== EXCERPT PROVIDED ==

The other ecosystem move today was microsoft/agent-governance-toolkit#1328, which merged at 19:41 UTC. examples/cognitive-attestation-governed/ is a community example layering a signed interpretability envelope on top of AGT's policy decision. AGT decides whether an action is permitted. The Cognitive Attestation envelope signs a sparse-autoencoder decomposition of the model state that drove the decision, so downstream auditors can inspect what the reasoning substrate looked like when the action fired rather than just whether the policy rule matched. 443 lines, two files, zero APS SDK dependency. Third merged aeoess PR in microsoft/agent-governance-toolkit after PR #274 (Mar 16, reputation-gated authority proposal) and PR #598 (Apr 6, APS-AgentMesh adapter), and the first community-example-style contribution to the repo. The community-extension boundary that ADR 0006 formalized two days ago is where this kind of example naturally lives: policy evaluation stays in AGT core, proofs about the reasoning that produced the decision live as extensions that plug into the decision boundary without changing AGT's interface.
Late in the evening EchoOfDawn at SageMind AI accepted the invitation to co-maintain aeoess/autogen-governance-adapter, a glue repo for the before_tool_call hook pattern autogen needs to compose three-layer governance: identity via APS passport, authorization via delegation scope, optional behavioral trust via a provider plugin. She posted the acceptance at 21:15 UTC with a pushback on the portable-vs-context-bound framing that had been floating in the thread. The framing worth carrying forward: MoltBridge attestations are not globally portable trust scores. Each attestation is a scoped edge in a graph with issuer, subject, context, skill, policy_constraints. What is portable is the evidence, the signed edge. The policy engine on the verifier side decides whether evidence from context X counts in a decision in context Y. Same property APS delegation scope carries. Hard authorization and portable evidence compose; they do not replace each other. By 01:33 UTC the repo was live at aeoess/autogen-governance-adapter, 12 tests passing across Python 3.10 / 3.11 / 3.12 on first push.

== REQUIRED ACTIONS ==
1. In the excerpt on agent governance work, list every field that a MoltBridge attestation edge carries in the graph.
2. Write the next paragraph of the agent governance excerpt, picking up right after its last sentence.

Records from a dataset
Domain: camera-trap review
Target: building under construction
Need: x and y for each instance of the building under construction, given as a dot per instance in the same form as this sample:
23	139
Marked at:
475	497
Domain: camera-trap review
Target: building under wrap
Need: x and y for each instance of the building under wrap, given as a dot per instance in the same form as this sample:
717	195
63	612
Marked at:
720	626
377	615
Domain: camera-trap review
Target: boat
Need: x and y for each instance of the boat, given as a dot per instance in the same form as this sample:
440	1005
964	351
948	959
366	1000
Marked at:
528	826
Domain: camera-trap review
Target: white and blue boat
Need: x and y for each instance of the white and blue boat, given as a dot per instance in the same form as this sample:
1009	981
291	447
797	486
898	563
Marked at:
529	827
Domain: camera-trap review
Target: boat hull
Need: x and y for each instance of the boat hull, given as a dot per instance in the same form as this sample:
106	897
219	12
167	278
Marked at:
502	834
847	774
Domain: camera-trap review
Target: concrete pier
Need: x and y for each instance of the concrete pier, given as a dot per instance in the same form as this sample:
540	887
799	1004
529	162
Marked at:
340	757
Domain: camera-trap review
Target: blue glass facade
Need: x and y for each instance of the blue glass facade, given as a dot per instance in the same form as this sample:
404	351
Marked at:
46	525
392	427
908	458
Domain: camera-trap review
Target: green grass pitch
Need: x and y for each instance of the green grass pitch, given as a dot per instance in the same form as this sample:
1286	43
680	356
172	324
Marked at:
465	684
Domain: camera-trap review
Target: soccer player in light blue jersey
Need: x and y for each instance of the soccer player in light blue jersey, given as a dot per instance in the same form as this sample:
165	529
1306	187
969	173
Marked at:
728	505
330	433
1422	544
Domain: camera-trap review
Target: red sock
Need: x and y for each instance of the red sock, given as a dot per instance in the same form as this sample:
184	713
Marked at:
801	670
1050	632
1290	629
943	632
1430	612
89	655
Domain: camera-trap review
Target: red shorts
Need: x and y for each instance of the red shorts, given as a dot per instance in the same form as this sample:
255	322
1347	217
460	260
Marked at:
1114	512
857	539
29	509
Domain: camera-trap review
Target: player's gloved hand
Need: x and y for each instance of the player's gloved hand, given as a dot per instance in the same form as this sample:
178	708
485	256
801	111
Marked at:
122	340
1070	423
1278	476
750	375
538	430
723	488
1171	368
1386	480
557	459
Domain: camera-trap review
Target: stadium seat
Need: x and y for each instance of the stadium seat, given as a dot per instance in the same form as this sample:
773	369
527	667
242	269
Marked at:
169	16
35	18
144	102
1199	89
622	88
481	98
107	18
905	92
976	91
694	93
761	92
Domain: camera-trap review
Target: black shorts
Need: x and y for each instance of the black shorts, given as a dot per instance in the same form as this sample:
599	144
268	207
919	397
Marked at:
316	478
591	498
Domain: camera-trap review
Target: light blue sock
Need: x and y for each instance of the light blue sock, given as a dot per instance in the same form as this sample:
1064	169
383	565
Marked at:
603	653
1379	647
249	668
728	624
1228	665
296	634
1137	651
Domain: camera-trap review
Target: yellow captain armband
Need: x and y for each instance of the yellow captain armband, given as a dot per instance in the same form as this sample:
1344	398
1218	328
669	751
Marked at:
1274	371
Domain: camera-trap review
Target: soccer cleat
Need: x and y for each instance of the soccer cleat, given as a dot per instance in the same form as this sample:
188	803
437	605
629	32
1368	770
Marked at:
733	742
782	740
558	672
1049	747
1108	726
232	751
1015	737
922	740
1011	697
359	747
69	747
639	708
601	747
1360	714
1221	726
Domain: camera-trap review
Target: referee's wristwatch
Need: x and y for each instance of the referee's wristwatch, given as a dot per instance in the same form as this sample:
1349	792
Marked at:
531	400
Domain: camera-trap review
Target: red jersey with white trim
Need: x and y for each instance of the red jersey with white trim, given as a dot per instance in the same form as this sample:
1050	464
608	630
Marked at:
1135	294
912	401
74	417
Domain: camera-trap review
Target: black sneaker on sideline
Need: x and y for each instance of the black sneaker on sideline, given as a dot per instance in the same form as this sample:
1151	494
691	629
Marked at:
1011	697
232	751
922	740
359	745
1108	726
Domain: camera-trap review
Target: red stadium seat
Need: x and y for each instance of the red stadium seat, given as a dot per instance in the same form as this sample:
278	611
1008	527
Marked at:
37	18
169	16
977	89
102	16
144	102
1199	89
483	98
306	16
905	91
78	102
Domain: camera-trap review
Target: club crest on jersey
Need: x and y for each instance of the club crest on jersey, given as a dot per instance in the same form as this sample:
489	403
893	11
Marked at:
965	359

== ANSWERS TO THE EXERCISES ==
1. issuer, subject, context, skill, policy_constraints

2.
Then late on April 22 a technical reader read the v2.2 mutual-auth writeup and asked a question we did not have a clean answer to. A compromised gateway can emit a cryptographically valid PolicyReceipt attesting to an enforcement decision that never occurred, and nothing in the current deployment lets a third party dispute it. The delegation chain still verifies. The passport binding still verifies. Monotonic narrowing still mechanically rules out out-of-scope forgery. What the gateway can do is fabricate a within-scope enforcement decision. As single-party attestations, those receipts are indistinguishable from real ones. v1.0 of the enforcement-trust-anchor spec listed four closure paths (bilateral receipts, tamper-evident log, TEE, multi-gateway quorum) and committed to bilateral receipts as primary. That framing was the ecosystem's consensus. After sustained adversarial review, it turned out to be incomplete in a specific way: all four paths preserved the gateway as the attestation root and diluted single-party lying through honesty assumptions on other parties. None of them removed the gateway from the loop for the property under dispute.
The reorganization that survived review is the sink-awareness boundary. APS targets split into two classes and the honest closure story differs per class. For resources that can verify delegation-bound authorization tokens natively (our MCP server, APS-compatible agents, SINT-integrated sinks), full structural closure is available via a four-piece stack. The sink, not the gateway, defines the canonical action in a signed challenge. Authority is represented as consumable tokens minted by the delegator at delegation time, not by the gateway at evaluation time. After execution the sink signs its own effect receipt, which becomes the primary attestation that enforcement occurred. Every receipt labels each claim it carries as closed, witnessed, or unresolved, so downstream verifiers cannot be tricked into treating self-assertion as cryptographic closure. For dumb Web2 sinks (Stripe, AWS billing, model provider APIs) structural closure is not available at the protocol layer. Whoever holds the connection to a sink that does not read cryptography has absolute power over it. Bilateral receipts, tamper-evident logs, homomorphic state commitments, MPC-TLS for high-value transactions, and BMO ground-truthing narrow the gap. None close it. Deployers using APS against dumb sinks accept residual gateway-compromise risk. Saying this plainly is the point. v1.1 of the trust-anchor spec and the v0.1 capability-token wire format are both on main at ENFORCEMENT-TRUST-ANCHOR.md and CAPABILITY-TOKEN-SPEC-DRAFT.md. Reference implementation on feat/v0.1-capability-tokens with passing end-to-end tests for the full four-message cycle. Bilateral-receipt emission landing in SDK v2.3.0-alpha on npm, released this evening under the alpha tag.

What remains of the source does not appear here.